Added llvmgcc version to allow tests to be xfailed by frontend version.

[llvm-complete.git] / lib / Target / X86 / X86RegisterInfo.td

//===- X86RegisterInfo.td - Describe the X86 Register File ------*- C++ -*-===//
// 
//                     The LLVM Compiler Infrastructure
//
// This file was developed by the LLVM research group and is distributed under
// the University of Illinois Open Source License. See LICENSE.TXT for details.
// 
//===----------------------------------------------------------------------===//
//
// This file describes the X86 Register file, defining the registers themselves,
// aliases between the registers, and the register classes built out of the
// registers.
//
//===----------------------------------------------------------------------===//

//===----------------------------------------------------------------------===//
//  Register definitions...
//
let Namespace = "X86" in {

  // In the register alias definitions below, we define which registers alias
  // which others.  We only specify which registers the small registers alias,
  // because the register file generator is smart enough to figure out that
  // AL aliases AX if we tell it that AX aliased AL (for example).
* * *
**ACTIONS TO TAKE:**
1/ According to the X86 register source file, under which license is the file distributed?
2/ Rewrite the X86 register source file from "Added llvmgcc version" to "LICENSE.TXT for details.", swapping "research group" for "compiler team".
The records that follow the X86 register source file come from a separate source.

**DATA PROVIDED:**
* * *
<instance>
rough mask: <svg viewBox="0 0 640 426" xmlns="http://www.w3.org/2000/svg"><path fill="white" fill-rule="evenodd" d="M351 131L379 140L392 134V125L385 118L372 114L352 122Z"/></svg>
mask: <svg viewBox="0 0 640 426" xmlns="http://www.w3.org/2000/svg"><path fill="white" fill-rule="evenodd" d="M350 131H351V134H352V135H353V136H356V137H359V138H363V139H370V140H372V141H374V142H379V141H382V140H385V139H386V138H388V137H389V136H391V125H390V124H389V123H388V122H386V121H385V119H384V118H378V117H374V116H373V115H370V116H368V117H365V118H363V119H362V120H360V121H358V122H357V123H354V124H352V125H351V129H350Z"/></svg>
* * *
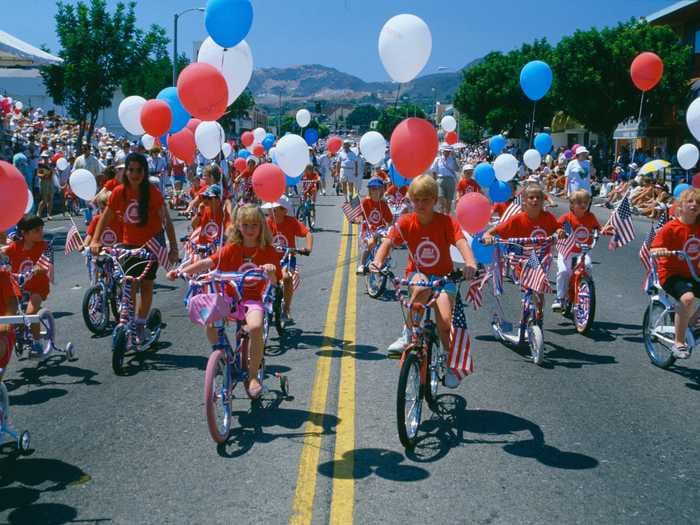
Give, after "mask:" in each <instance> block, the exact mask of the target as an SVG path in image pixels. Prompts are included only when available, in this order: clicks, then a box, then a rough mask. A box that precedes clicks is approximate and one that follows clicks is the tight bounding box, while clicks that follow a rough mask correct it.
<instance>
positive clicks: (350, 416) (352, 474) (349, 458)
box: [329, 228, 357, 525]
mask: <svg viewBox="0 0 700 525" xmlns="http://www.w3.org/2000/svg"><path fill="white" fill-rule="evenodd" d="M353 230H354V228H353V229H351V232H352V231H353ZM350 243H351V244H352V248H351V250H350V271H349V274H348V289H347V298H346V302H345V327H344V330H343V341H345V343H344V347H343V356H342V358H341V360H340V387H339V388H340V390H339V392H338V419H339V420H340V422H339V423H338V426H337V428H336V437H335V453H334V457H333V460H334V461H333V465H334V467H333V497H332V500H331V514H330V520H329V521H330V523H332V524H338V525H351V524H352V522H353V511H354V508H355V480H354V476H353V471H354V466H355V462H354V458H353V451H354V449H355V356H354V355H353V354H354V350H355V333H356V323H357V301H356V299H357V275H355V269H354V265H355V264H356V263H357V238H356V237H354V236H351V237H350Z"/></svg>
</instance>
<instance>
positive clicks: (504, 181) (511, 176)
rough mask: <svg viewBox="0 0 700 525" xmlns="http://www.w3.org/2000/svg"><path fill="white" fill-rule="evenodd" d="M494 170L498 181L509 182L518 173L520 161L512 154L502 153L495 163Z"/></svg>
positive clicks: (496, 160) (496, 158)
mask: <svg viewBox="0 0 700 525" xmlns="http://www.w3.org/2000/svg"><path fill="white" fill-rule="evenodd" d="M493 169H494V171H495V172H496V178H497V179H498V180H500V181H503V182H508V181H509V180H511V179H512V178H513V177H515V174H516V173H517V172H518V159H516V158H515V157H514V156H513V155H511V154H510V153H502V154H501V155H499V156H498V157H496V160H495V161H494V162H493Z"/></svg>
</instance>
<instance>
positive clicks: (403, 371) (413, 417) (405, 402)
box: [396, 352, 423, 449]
* * *
**SOLUTION SET:**
1/ The University of Illinois Open Source License.

2/
Added llvmgcc version to allow tests to be xfailed by frontend version.

[llvm-complete.git] / lib / Target / X86 / X86RegisterInfo.td

//===- X86RegisterInfo.td - Describe the X86 Register File ------*- C++ -*-===//
// 
//                     The LLVM Compiler Infrastructure
//
// This file was developed by the LLVM compiler team and is distributed under
// the University of Illinois Open Source License. See LICENSE.TXT for details.